----- ページ抜粋 -----
彼は毎年イギリスに里帰りする。親はもう他界したが、相続した不動産の管理のためである。80年代の半ば頃から、私もしばしば同行するようになった。その頃の彼は、こちらに戻ってロサンゼルス空港の外に降り立つと、顔中の筋肉をほころばせたものである。カリフォルニアを包む何とも言いようのない「自由」の空気。それを吸うのが嬉しかったのだ。私も日本から帰って来るたびに味わう気分と同じだった。それでも彼はアメリカ国籍を取ろうとはせず、いつまでもグリーンカードのままなのである。
グリーンカードとは、永住権の俗称で、転じて永住権保持者もそう呼ばれたりする。永住権証明カードが最初は緑色だったからだそうだが、いまはクリーム色で、俗称だけがそのまま残っている。政府機関や司法関係、また防衛産業で働くつもりがないのなら、選挙権がないこと以外は、グリーンカードも市民も普通に生活していく上で変わりはない。農業をやっている我がイギリス人には、アメリカ国籍を取る必要性が特にないのである。イギリス国籍を失いたくないとも思っているようだ。といっても、母国に対して強い愛国心を持っているわけでもない。大英帝国の歴史にもイギリス社会の停滞性にも、彼はいつも批判的である。産業革命を真っ先に成し遂げて台頭したイギリス中産階級は、世界の隅々にまで出て行きながらイギリス人という帰属意識も習慣も捨てず、その延長に国籍があったのではないかと思う。彼もそういうイギリス人なのだろう。
-----
**課題の内容:** 上の、グリーンカードのまま暮らすイギリス人についての文章を、全文一字一句たがえずに書き写してください。
----- データセット -----
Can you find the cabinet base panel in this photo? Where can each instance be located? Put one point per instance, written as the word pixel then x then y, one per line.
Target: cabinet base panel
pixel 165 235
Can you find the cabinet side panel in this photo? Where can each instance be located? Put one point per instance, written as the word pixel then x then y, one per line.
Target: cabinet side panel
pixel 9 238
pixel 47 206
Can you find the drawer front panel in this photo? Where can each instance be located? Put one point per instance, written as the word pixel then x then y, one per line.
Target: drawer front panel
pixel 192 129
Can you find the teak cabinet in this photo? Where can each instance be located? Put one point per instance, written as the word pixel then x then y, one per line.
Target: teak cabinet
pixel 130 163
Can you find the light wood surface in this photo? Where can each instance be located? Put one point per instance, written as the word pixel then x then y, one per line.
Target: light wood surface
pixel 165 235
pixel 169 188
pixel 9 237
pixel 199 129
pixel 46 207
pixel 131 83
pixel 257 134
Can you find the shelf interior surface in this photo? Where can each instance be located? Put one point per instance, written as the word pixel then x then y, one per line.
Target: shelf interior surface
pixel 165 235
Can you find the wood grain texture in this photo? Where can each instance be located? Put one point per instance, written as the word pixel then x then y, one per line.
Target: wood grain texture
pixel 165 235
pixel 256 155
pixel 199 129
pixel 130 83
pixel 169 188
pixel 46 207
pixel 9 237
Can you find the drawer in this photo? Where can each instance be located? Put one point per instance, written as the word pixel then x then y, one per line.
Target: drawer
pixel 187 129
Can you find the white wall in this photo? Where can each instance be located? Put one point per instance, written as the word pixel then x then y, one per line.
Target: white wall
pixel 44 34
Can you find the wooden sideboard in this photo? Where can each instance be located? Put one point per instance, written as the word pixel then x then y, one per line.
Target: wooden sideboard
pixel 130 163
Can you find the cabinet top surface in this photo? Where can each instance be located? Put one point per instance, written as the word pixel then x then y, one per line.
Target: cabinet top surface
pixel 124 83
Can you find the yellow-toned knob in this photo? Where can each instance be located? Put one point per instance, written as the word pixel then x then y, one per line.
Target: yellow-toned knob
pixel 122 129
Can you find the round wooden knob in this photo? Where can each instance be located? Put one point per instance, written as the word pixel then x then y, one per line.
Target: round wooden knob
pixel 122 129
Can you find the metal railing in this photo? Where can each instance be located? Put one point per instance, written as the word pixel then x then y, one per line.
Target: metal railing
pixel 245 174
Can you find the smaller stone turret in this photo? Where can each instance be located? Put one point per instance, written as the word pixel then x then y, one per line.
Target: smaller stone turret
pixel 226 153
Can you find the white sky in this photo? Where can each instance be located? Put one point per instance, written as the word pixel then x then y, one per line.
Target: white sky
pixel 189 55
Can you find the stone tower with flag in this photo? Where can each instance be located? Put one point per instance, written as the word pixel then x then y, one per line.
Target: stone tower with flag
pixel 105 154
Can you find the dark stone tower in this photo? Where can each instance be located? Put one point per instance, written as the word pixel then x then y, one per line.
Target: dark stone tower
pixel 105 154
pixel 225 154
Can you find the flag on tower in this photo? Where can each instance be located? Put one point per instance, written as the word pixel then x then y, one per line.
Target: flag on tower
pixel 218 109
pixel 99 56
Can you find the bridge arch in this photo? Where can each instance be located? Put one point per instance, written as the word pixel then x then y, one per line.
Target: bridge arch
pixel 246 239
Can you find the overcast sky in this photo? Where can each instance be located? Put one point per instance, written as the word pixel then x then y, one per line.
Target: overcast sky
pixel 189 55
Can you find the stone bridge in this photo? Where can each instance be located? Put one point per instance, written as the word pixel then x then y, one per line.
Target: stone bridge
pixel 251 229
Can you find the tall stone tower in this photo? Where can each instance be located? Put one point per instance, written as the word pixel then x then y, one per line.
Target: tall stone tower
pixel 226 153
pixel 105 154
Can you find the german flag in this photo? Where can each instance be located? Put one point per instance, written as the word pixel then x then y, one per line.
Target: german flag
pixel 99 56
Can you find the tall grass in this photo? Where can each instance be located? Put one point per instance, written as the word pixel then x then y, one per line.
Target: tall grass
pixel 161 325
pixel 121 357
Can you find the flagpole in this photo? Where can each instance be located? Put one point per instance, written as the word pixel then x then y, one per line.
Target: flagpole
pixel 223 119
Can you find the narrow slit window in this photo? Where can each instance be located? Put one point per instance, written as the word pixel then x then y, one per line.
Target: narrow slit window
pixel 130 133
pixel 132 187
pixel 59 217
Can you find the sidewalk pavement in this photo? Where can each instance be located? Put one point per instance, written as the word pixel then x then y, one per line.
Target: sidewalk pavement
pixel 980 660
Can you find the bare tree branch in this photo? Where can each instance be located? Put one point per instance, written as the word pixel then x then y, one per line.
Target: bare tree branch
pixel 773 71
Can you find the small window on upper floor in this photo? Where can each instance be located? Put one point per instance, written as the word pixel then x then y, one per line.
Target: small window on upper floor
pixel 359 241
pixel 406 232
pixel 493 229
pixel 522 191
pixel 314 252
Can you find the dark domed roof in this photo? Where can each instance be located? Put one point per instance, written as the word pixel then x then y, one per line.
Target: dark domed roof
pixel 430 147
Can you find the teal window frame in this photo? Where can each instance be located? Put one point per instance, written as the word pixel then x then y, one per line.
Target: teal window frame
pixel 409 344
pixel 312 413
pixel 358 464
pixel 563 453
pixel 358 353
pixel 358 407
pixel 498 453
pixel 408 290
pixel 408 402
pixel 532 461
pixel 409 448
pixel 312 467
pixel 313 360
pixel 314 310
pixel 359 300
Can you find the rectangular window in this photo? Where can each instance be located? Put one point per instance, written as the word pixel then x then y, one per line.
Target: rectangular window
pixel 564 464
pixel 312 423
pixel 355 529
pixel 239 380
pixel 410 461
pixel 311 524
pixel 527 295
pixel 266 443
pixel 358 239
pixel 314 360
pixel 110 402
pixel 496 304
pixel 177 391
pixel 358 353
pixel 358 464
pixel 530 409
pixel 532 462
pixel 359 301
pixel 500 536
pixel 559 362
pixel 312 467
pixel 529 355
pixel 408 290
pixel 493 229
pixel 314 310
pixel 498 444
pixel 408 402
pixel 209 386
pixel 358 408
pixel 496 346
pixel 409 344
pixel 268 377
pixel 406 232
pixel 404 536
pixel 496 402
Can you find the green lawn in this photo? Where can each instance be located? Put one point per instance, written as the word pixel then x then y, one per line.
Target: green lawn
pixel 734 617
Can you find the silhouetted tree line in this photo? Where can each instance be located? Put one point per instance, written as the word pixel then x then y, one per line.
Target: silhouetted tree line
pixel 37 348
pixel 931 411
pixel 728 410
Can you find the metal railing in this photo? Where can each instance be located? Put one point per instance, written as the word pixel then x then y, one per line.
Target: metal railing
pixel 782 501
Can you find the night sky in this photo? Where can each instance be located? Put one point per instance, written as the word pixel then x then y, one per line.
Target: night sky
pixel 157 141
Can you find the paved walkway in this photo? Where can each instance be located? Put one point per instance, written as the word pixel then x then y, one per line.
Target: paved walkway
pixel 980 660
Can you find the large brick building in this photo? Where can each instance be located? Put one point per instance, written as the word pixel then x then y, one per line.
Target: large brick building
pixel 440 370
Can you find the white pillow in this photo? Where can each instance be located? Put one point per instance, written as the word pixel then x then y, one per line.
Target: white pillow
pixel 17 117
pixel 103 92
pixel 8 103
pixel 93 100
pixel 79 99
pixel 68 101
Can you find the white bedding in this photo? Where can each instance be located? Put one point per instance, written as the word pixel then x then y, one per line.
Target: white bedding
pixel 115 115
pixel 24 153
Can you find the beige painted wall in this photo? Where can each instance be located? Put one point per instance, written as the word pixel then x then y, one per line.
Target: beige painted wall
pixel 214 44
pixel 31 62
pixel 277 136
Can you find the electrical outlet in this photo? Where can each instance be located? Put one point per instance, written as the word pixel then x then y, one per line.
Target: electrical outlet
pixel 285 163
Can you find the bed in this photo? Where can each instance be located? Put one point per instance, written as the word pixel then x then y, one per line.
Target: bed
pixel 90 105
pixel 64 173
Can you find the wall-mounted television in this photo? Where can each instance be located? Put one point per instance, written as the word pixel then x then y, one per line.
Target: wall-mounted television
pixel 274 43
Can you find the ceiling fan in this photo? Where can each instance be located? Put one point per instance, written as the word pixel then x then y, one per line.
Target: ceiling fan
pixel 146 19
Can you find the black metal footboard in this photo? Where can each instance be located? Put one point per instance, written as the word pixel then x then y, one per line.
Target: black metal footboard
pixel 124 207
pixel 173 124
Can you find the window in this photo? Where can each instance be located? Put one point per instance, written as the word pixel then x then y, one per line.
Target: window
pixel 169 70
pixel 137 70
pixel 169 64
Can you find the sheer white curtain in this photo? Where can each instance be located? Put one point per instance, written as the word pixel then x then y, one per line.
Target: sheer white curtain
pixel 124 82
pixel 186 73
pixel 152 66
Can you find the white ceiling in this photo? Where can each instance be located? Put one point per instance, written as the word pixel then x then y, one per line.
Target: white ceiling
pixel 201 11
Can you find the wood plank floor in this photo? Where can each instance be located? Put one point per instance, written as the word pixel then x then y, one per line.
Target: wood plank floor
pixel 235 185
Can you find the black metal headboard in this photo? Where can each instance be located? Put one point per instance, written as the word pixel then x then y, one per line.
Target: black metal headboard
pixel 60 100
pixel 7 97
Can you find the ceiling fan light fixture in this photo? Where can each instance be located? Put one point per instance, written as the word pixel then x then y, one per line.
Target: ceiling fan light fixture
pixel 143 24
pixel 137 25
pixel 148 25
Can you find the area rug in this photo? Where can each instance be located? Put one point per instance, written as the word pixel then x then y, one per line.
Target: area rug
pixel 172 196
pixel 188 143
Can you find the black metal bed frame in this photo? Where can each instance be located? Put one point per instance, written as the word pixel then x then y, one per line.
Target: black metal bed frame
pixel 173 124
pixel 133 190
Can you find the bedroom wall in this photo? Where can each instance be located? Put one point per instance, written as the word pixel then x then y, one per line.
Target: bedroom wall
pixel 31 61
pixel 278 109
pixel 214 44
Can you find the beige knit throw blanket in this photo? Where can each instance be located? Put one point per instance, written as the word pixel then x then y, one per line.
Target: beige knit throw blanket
-----
**出力結果:**
彼は毎年イギリスに里帰りする。親はもう他界したが、相続した不動産の管理のためである。80年代の半ば頃から、私もしばしば同行するようになった。その頃の彼は、こちらに戻ってロサンゼルス空港の外に降り立つと、顔中の筋肉をほころばせたものである。カリフォルニアを包む何とも言いようのない「自由」の空気。それを吸うのが嬉しかったのだ。私も日本から帰って来るたびに味わう気分と同じだった。それでも彼はアメリカ国籍を取ろうとはせず、いつまでもグリーンカードのままなのである。
グリーンカードとは、永住権の俗称で、転じて永住権保持者もそう呼ばれたりする。永住権証明カードが最初は緑色だったからだそうだが、いまはクリーム色で、俗称だけがそのまま残っている。政府機関や司法関係、また防衛産業で働くつもりがないのなら、選挙権がないこと以外は、グリーンカードも市民も普通に生活していく上で変わりはない。農業をやっている我がイギリス人には、アメリカ国籍を取る必要性が特にないのである。イギリス国籍を失いたくないとも思っているようだ。といっても、母国に対して強い愛国心を持っているわけでもない。大英帝国の歴史にもイギリス社会の停滞性にも、彼はいつも批判的である。産業革命を真っ先に成し遂げて台頭したイギリス中産階級は、世界の隅々にまで出て行きながらイギリス人という帰属意識も習慣も捨てず、その延長に国籍があったのではないかと思う。彼もそういうイギリス人なのだろう。